# TASK:
For the entries below, repeat exactly each line starting with the one that contains "One point per instance of the red" and going on through the one that contains "pixel 54 684", and no others.

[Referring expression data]
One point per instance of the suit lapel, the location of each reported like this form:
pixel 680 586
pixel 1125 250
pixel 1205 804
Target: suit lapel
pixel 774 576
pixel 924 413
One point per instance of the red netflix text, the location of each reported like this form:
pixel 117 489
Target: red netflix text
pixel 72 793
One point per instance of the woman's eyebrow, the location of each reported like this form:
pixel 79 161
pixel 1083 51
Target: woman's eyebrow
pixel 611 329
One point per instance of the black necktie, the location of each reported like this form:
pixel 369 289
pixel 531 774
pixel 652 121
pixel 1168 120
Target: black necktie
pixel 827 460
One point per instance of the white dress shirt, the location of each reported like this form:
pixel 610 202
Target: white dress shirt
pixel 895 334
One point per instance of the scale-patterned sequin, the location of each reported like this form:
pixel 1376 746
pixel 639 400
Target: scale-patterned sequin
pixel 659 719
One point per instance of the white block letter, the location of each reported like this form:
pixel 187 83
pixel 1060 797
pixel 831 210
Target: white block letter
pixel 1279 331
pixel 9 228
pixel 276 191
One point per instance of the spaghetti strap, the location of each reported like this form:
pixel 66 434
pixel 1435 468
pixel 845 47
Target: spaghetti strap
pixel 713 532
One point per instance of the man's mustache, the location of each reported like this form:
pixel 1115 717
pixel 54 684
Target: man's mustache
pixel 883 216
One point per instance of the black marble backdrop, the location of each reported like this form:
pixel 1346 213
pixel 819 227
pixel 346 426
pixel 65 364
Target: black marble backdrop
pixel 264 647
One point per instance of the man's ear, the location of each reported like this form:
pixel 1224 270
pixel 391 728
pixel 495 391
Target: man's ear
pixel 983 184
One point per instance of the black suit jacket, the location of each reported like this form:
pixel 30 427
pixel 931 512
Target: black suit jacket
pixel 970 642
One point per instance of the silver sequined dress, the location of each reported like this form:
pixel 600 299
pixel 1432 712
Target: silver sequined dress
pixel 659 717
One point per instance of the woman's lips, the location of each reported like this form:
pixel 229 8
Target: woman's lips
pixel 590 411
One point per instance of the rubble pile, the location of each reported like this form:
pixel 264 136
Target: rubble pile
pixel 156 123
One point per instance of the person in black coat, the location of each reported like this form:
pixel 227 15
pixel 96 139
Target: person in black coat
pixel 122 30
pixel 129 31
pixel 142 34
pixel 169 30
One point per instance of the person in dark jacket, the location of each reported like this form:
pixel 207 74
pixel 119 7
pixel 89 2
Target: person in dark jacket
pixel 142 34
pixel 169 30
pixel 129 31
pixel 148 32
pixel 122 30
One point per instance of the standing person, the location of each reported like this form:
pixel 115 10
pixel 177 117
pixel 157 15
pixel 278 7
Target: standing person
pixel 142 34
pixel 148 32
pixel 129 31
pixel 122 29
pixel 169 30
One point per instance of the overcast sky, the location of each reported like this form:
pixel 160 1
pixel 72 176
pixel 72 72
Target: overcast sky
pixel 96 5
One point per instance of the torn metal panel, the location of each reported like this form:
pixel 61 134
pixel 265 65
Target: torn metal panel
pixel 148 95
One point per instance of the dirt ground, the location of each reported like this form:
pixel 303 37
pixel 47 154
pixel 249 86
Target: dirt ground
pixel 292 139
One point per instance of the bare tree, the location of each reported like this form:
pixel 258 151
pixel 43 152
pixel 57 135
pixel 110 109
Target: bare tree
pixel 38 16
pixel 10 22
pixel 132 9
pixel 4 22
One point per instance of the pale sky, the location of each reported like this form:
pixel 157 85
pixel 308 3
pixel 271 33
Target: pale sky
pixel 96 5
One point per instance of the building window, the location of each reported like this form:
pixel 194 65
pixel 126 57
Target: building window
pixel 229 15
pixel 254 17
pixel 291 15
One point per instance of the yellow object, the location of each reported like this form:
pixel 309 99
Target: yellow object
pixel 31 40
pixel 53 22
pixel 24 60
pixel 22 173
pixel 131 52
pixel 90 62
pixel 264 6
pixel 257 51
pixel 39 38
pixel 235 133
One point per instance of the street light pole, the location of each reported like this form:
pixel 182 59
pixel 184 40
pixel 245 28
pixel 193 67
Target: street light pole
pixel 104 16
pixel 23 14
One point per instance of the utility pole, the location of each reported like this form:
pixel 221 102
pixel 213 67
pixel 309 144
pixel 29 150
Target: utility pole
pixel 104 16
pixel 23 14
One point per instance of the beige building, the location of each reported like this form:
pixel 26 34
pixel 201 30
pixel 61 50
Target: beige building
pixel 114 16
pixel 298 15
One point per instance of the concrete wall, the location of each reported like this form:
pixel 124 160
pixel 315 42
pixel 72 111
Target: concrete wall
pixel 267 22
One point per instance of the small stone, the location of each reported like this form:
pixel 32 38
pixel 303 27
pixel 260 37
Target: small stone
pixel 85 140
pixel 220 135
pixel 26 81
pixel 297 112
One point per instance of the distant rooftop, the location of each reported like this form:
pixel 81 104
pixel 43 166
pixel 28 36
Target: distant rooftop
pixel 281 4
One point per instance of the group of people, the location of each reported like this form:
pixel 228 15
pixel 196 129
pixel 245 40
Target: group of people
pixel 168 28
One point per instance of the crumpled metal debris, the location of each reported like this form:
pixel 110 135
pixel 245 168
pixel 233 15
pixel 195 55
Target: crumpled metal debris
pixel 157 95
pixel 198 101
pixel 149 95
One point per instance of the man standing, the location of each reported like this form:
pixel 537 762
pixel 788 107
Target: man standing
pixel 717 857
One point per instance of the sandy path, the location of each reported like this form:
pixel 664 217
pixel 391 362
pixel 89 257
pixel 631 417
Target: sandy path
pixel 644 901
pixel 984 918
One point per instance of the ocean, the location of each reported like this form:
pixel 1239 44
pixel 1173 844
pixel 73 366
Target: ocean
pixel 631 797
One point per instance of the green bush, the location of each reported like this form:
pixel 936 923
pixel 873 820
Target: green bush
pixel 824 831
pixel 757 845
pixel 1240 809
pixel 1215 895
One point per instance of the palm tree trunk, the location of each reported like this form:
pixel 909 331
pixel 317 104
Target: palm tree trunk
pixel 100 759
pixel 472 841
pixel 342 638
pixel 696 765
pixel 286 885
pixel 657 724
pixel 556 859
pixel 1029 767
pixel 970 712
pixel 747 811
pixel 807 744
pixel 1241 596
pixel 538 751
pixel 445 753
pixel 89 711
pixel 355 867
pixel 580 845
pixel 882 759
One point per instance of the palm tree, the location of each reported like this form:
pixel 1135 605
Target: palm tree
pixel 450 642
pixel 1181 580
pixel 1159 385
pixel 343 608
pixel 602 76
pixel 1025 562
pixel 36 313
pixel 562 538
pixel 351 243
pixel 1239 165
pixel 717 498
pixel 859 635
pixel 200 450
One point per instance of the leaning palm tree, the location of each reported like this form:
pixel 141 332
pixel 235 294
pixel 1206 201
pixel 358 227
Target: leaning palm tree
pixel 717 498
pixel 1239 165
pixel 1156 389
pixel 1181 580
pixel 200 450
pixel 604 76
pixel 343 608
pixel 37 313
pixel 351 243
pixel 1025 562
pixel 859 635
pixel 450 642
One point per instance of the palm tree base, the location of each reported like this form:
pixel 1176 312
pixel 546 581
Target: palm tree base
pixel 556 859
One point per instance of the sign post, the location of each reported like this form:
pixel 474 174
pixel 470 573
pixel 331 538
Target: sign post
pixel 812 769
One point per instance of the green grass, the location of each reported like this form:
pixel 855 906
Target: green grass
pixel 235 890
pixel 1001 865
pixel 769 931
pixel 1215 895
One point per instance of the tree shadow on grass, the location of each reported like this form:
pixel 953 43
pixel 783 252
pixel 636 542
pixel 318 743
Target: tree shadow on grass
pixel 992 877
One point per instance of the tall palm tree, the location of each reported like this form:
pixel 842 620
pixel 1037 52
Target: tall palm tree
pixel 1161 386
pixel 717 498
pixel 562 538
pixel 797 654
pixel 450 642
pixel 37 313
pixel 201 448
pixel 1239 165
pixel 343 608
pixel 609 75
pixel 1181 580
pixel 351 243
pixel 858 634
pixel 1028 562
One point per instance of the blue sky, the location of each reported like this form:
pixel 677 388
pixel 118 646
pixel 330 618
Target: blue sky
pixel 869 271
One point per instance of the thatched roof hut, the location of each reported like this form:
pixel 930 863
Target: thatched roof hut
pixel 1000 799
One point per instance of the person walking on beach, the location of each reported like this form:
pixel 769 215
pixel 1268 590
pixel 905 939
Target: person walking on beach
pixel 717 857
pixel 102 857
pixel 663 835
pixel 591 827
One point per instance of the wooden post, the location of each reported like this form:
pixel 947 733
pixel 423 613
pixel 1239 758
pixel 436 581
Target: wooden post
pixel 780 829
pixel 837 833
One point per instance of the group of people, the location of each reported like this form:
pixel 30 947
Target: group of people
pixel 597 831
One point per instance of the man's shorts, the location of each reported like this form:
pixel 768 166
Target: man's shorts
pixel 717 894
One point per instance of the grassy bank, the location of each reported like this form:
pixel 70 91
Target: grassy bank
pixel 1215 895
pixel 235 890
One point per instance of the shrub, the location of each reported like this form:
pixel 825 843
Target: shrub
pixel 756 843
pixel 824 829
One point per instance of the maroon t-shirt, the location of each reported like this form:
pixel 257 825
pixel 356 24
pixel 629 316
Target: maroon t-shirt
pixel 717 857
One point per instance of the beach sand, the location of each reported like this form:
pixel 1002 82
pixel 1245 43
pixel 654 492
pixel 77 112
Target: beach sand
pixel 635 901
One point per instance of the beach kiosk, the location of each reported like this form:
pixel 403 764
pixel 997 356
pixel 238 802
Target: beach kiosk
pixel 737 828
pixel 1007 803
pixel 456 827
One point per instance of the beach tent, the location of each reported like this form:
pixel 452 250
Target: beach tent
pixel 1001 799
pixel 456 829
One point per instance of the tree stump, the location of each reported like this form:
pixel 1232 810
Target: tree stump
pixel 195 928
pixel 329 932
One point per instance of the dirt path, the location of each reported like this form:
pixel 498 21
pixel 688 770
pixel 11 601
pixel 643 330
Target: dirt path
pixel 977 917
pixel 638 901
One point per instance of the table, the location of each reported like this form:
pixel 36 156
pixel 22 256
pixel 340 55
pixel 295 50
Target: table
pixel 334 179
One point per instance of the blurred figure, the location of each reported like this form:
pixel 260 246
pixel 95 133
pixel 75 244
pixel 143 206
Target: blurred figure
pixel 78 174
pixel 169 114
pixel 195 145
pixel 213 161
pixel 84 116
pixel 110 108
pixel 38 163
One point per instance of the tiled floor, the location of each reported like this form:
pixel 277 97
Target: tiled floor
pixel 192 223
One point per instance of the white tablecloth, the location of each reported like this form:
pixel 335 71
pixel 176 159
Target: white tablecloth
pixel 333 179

# RESPONSE TO THIS EXERCISE:
One point per instance of the red netflix text, the location of each reported like this form:
pixel 117 489
Target: red netflix text
pixel 72 793
One point per instance of the woman's eyebrow, the location of each reported like this form:
pixel 79 161
pixel 1083 51
Target: woman's eyebrow
pixel 611 329
One point per instance of the black necktie, the location of each reported like this form:
pixel 369 289
pixel 531 774
pixel 652 121
pixel 1168 120
Target: black necktie
pixel 827 460
One point per instance of the white dress shirt, the location of each reported like this form:
pixel 610 202
Target: white dress shirt
pixel 895 334
One point per instance of the scale-patterned sequin, the location of each reported like this form:
pixel 1376 746
pixel 639 400
Target: scale-patterned sequin
pixel 659 719
One point per instance of the white block letter, the location of each reported like this form:
pixel 187 83
pixel 1060 797
pixel 831 210
Target: white block letter
pixel 1279 331
pixel 9 228
pixel 276 191
One point per instance of the spaghetti strap, the location of each reported like this form:
pixel 66 434
pixel 1435 468
pixel 845 47
Target: spaghetti strap
pixel 713 532
One point per instance of the man's mustache, the location of each reported like this form:
pixel 1115 717
pixel 54 684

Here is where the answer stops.